[Objective]:
Pick out every line in the material below that contains the string "blade" and copy each one in full. Case counts when matching.

** Start **

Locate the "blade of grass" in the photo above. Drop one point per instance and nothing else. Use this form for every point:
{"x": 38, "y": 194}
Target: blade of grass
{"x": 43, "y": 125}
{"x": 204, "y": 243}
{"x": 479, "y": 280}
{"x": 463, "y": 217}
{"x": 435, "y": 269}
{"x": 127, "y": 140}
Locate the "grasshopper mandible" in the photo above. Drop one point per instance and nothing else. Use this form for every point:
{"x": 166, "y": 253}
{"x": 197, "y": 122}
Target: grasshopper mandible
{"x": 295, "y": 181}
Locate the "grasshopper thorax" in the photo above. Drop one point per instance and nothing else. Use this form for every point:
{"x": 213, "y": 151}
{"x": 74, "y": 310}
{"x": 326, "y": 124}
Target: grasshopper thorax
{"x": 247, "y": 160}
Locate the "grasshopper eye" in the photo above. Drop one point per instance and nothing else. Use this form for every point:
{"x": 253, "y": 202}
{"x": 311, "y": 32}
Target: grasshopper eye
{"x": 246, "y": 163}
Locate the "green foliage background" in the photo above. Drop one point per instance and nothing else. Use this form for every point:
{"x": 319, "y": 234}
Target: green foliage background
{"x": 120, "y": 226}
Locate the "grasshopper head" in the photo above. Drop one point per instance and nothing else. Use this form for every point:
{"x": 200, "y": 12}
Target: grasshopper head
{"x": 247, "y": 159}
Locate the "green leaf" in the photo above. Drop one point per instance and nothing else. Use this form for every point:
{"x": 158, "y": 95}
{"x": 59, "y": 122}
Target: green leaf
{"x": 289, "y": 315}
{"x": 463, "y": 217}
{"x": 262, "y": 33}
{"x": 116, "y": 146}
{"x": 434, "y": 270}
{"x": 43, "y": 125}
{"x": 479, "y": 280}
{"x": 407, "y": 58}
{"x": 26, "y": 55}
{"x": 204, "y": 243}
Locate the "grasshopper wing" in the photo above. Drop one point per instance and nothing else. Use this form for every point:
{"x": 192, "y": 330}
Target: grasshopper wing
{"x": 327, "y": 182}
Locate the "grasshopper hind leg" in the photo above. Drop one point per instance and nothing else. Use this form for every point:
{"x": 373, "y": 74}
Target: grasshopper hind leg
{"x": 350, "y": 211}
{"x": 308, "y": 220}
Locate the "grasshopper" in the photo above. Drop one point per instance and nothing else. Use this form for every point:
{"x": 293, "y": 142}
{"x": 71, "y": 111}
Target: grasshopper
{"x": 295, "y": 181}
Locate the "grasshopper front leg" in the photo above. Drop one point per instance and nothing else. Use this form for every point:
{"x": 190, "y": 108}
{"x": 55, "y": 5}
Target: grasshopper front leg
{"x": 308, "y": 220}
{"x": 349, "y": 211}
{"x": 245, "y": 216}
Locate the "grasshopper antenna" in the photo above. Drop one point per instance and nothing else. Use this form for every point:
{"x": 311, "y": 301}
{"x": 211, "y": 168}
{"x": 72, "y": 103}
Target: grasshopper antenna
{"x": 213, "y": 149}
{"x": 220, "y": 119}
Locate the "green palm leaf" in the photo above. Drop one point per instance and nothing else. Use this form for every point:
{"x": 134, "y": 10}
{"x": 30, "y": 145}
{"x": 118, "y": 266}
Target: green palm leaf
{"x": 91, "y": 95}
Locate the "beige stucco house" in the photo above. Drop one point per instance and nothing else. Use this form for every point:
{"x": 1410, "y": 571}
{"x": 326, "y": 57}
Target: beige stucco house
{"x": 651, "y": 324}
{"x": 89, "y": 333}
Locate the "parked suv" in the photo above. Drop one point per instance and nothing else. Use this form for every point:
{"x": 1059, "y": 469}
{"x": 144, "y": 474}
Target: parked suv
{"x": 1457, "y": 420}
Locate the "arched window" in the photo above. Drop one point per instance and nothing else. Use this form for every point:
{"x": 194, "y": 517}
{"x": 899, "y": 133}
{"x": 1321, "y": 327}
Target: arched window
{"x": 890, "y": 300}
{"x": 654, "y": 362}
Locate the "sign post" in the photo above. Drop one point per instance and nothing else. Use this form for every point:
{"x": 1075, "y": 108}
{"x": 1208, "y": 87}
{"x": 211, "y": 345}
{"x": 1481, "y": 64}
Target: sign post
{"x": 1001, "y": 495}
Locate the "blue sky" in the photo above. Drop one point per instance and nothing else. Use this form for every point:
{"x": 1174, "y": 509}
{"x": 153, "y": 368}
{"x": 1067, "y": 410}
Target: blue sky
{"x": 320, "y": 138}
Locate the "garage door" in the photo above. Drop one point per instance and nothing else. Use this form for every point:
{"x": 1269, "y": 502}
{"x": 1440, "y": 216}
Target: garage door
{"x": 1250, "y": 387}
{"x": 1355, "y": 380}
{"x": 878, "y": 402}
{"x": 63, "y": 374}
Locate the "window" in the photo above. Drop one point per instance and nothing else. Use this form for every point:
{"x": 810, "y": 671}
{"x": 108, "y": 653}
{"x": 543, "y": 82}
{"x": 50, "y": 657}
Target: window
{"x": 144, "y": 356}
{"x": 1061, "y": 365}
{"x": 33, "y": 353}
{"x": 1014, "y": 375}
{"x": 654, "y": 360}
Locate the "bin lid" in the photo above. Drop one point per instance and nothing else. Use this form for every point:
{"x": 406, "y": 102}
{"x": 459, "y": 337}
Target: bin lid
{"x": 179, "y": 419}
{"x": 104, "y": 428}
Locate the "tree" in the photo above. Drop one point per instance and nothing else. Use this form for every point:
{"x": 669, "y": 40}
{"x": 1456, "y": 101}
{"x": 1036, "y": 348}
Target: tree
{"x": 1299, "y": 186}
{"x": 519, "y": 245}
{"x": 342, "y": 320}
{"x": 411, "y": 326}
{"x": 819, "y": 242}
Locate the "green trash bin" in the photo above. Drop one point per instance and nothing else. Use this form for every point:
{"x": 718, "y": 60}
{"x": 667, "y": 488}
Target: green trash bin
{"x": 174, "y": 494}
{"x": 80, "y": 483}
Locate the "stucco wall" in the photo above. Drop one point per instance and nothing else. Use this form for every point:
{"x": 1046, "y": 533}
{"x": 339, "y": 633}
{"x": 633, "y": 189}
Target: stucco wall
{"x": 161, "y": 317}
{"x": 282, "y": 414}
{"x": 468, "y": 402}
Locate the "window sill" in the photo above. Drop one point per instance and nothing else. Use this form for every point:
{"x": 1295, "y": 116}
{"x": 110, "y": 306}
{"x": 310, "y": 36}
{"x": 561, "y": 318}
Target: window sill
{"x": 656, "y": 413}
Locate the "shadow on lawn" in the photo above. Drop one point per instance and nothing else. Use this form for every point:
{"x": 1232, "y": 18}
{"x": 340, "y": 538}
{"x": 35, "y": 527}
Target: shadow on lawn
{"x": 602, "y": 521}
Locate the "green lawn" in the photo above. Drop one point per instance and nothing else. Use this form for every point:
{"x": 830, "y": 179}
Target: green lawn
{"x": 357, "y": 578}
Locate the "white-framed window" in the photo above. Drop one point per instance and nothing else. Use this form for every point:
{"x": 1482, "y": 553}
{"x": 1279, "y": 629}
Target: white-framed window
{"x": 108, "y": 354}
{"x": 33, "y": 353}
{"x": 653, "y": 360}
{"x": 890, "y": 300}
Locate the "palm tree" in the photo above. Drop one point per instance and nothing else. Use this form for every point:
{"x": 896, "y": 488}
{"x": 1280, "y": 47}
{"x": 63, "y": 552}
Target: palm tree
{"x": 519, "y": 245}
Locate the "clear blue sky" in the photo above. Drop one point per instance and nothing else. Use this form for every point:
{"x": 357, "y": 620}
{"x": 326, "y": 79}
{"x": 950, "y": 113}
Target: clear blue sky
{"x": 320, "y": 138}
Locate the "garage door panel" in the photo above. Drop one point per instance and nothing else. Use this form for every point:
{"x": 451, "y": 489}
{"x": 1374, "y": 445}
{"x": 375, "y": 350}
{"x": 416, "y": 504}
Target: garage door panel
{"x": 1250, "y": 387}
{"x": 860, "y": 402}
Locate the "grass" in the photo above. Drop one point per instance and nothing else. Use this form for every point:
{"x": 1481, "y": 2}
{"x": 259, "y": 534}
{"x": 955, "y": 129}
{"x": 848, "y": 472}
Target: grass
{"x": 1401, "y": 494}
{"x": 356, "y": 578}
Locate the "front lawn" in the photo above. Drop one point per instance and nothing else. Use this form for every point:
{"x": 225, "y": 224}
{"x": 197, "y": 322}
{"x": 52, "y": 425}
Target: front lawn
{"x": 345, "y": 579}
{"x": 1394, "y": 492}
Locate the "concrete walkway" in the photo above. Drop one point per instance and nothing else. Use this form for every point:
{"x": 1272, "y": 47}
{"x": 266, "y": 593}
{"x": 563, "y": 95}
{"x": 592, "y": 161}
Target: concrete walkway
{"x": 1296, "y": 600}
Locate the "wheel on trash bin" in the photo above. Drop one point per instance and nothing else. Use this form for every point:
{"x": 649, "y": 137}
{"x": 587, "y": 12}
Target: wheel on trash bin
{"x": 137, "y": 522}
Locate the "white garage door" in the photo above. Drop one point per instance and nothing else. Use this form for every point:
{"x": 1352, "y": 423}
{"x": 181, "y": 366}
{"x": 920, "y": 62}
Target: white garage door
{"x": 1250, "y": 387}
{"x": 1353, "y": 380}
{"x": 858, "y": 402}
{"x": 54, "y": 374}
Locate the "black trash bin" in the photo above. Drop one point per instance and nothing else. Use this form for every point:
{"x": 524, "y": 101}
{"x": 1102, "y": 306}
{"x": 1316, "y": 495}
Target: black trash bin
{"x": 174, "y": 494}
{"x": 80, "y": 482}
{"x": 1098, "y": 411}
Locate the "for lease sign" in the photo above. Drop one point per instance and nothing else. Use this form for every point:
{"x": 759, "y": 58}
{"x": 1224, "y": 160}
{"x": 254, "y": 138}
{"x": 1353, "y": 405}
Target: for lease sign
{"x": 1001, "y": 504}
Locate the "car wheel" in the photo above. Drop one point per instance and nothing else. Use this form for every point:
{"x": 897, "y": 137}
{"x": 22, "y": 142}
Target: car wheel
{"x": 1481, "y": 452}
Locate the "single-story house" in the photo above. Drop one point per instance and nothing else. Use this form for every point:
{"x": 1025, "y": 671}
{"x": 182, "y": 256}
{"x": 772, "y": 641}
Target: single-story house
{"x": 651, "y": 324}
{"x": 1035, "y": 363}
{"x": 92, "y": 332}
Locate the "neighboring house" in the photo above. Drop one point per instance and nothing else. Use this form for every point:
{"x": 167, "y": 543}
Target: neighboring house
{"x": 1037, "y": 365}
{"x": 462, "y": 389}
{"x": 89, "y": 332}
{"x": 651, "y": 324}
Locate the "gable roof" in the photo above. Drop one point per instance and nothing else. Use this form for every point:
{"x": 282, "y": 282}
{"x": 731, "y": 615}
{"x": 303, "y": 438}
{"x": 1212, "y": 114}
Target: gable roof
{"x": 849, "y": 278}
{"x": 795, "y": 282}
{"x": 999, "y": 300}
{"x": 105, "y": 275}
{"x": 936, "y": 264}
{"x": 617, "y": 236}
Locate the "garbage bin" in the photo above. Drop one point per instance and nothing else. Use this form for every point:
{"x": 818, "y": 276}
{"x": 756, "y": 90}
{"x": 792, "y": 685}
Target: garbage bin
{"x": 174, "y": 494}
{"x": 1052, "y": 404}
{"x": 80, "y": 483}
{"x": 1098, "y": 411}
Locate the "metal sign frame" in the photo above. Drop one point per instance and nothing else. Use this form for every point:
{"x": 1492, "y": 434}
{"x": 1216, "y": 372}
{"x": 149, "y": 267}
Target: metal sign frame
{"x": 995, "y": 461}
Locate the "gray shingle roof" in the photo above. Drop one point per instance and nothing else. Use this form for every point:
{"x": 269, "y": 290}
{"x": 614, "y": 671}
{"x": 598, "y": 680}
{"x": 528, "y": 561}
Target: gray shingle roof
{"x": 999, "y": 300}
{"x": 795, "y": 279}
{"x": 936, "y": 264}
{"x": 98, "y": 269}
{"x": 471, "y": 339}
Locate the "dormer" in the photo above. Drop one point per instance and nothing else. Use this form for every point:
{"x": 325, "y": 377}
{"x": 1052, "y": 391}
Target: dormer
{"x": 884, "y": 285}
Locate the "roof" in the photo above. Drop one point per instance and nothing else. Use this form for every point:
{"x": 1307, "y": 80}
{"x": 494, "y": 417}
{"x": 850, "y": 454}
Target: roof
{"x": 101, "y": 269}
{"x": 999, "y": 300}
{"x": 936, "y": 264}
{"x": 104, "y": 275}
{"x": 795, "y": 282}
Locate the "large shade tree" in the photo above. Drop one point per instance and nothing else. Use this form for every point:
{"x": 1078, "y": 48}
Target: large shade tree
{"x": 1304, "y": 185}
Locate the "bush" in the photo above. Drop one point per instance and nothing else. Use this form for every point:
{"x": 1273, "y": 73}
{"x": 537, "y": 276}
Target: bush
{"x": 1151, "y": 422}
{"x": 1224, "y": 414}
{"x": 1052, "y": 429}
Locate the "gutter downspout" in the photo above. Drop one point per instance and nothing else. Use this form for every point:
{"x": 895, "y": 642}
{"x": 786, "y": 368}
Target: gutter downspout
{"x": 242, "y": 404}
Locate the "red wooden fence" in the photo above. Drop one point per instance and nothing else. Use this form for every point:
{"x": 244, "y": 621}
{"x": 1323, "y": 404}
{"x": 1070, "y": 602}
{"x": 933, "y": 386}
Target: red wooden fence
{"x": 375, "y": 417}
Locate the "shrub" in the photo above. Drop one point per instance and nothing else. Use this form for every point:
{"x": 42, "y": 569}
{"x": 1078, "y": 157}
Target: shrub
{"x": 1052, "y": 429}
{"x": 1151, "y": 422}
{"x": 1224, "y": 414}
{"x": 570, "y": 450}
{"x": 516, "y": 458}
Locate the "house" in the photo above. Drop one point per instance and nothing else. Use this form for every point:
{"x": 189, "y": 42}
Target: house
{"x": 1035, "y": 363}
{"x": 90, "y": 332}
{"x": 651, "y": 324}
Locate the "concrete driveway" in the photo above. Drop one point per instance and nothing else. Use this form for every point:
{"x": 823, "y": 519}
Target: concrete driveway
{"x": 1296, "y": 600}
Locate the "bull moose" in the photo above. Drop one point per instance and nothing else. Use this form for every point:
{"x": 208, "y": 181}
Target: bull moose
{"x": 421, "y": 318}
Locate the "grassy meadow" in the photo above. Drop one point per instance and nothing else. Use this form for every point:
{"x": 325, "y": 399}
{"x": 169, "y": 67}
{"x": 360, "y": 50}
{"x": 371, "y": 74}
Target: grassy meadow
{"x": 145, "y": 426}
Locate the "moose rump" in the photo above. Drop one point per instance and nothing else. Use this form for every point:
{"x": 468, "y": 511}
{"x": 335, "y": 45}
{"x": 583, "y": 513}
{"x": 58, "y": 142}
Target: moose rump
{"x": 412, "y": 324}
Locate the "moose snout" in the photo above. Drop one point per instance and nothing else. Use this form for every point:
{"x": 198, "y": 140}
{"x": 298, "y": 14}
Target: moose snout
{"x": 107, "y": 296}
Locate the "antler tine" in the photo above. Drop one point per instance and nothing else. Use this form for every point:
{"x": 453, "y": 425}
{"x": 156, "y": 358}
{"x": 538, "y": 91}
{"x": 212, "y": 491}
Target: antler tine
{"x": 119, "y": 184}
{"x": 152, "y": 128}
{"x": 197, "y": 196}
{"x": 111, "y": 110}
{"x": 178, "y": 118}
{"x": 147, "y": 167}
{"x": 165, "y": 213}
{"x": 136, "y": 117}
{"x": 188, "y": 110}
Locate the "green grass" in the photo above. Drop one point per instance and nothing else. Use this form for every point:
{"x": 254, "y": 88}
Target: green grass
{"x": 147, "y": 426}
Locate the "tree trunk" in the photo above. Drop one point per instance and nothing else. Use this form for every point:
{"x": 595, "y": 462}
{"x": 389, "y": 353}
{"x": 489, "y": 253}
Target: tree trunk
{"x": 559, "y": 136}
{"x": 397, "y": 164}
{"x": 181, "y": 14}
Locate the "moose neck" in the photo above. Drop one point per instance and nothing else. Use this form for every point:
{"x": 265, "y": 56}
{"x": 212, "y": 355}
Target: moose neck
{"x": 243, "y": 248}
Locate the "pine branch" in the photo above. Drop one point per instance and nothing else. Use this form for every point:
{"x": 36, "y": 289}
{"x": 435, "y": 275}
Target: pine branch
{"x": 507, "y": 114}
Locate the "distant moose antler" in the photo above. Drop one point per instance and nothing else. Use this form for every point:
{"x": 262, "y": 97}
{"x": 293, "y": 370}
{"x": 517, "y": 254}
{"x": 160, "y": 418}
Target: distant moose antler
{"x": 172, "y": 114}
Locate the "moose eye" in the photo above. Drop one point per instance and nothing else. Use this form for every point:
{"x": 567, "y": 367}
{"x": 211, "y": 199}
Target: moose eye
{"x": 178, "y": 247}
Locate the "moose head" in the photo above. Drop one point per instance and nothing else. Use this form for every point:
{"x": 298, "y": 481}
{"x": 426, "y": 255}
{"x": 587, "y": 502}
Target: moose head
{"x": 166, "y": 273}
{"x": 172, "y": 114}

** End **

[Output of the exercise]:
Locate the "blade of grass" in the photo above. Drop one point per instance and nothing else. Use this form for every point:
Target: blade of grass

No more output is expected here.